Metals Continue to Struggle

Nihar is a member of The Motley Fool Blog Network -- entries represent the personal opinion of the blogger and are not formally edited.

Metals such as copper and aluminum continue to struggle and even investment commodities like gold are not doing too well. Digging stuff up from the earth was a far better business a decade ago than it is now. However, keep in mind that 2013 is far better than 2009 was.

Consider how the market has been making new highs the last few years and then look at some of the top mining companies like Freeport-McMoRan Copper & Gold (NYSE: FCX) or Alcoa (NYSE: AA) and see how disappointing they have been. Freeport is down almost 10% over the last three years. I expected raw materials to start bouncing back, but it seems that it will take some time.

Freeport hatred

There are plenty of people unhappy with Freeport’s entry into the oil and gas market with its massive acquisition. I do not see the diversity as a bad thing. Oil and gas are currently doing better than metals. The last earnings call was prior to the acquisition closing. The deal is done now, but there has not been an earnings release subsequent to the acquisition.

There are a few things that I see as beneficial to the whole company from the acquisition. I don’t think the geographic diversity is something that should be discounted. Freeport and Indonesia fall in the same sentence nonstop, but the oil and gas assets are in the United States. Freeport is a foreign company in Indonesia and there are complex issues stemming from the indigenous population and environmental issues.

General commodity diversity is a good thing for the company, too. The recent Grasberg tunnel collapse frames this really well. It is Freeport’s key copper mine, and the closing of the mine along with a force majeure invocation has turned a plentiful of copper supply into a tight supply situation. Constrained supply might bump prices that could benefit some other copper producers, but since it is Freeport’s mine that is shut down, the volume of copper sold will shrink for the company. The probe into the causes of the tunnel collapse could take months, and each day Freeport is not mining 3 million pounds of copper.

The addition of oil and gas to the solid copper business, with a side of gold, makes me like Freeport better than Barrick Gold (NYSE: ABX). When I was looking into the gold mining term “all-in sustaining cash cost,” I discovered that the companies got to capitalize half the cost of developing a project in creating that number. That masks a lot of the cash costs for companies extracting gold, making the profit per ounce seem greater than it is. A developed project is not something I would really call much of an asset.
::::::
_PROBLEM SET_.
1. According to the article on metals and Freeport, how much copper is Freeport not mining each day while the Grasberg mine is shut?
2. In the article on metals and Freeport, why does the author expect Freeport itself not to gain from a tighter copper supply after the Grasberg tunnel collapse?
3. Continue the article on metals and Freeport from its last sentence.
The records play no part in this work.

_DATA LISTING_.
::::::
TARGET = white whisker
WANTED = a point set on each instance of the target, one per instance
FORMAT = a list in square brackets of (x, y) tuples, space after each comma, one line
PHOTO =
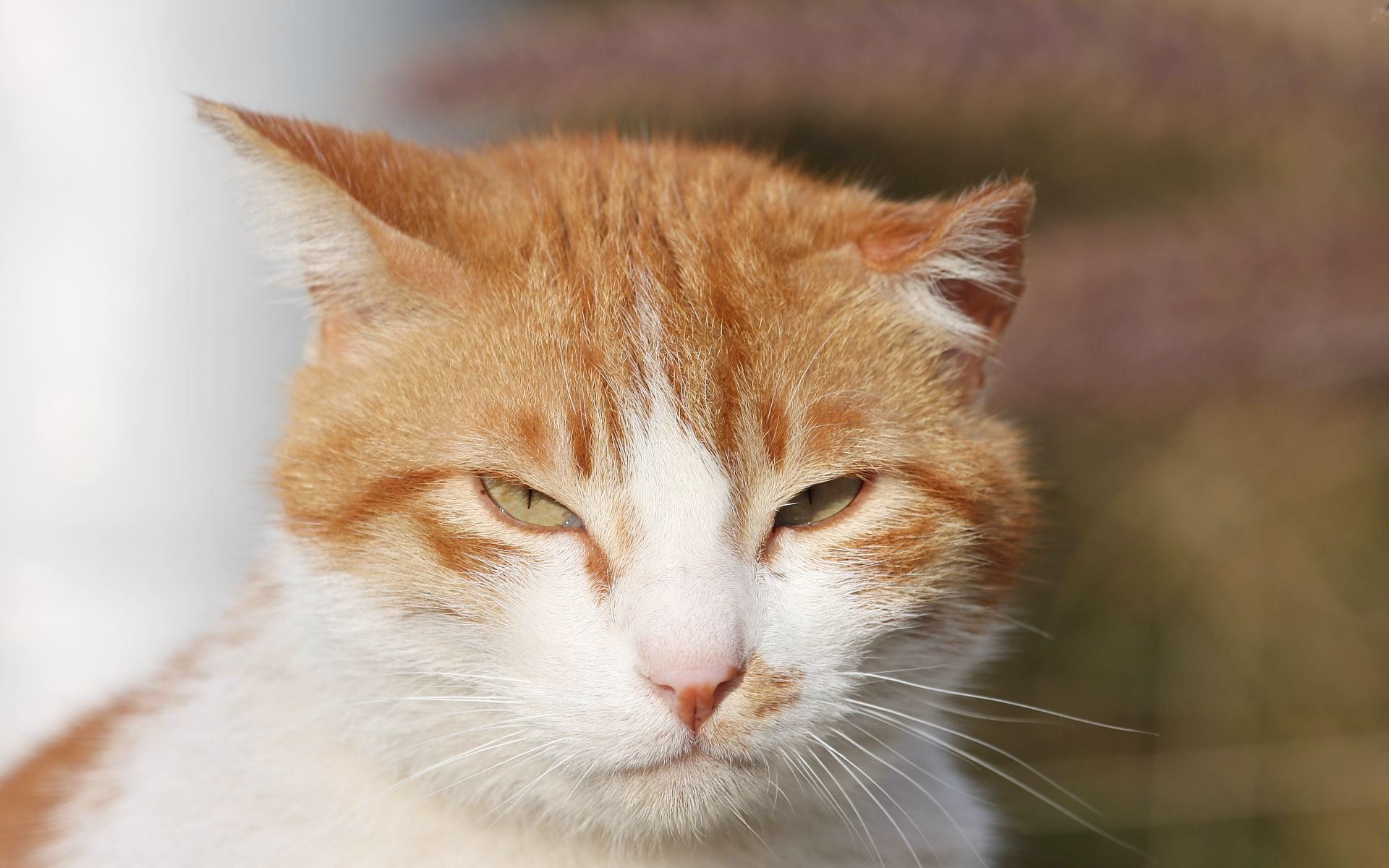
[(1003, 702)]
::::::
_RESPONSES FOR EACH TASK_.
1. 3 million pounds of copper each day.

2. Constrained supply might push prices up and help other copper producers. Because the closed mine belongs to Freeport, though, the volume of copper the company sells will shrink.

3.
For a company like Barrick, there is no selling the mine to some other concern. Barrick would be the kind of company buying those mines and infusing cash to a smaller company. Barrick’s stock return speaks for itself, down over 50% in three years, but if you look at its cost per ounce and the current price of gold, you might think it is still a good deal.

Low hanging fruit is gone when it comes to gold. All these projects cost a lot to develop, and Barrick has to spend a lot of money to extract the ounces of gold. In those terms, its costs do not end up looking that great. If gold heads any lower, it could be extremely bad for the company, and I do not like the risk-reward for gold miners anymore. Freeport is about copper with gold as a byproduct.

The last thing to note for Freeport is that over 1 million shares were bought indirectly by an insider who is the CEO of Freeport-McMoRan Oil & Gas, not the parent Copper & Gold. That is a nice vote of confidence from someone heading up the more hated segment of the company, but do not rely too heavily on that. The amount is large enough to be worth noting.

I think Freeport will rise higher eventually, but I am starting to think it will not be till 2014 or more likely 2015. That is a long time to sit on a flat stock, though there is a dividend that yields over 4%. Results might be adversely impacted by the Grasberg closure, so I would wait a bit to find out where the bottom is.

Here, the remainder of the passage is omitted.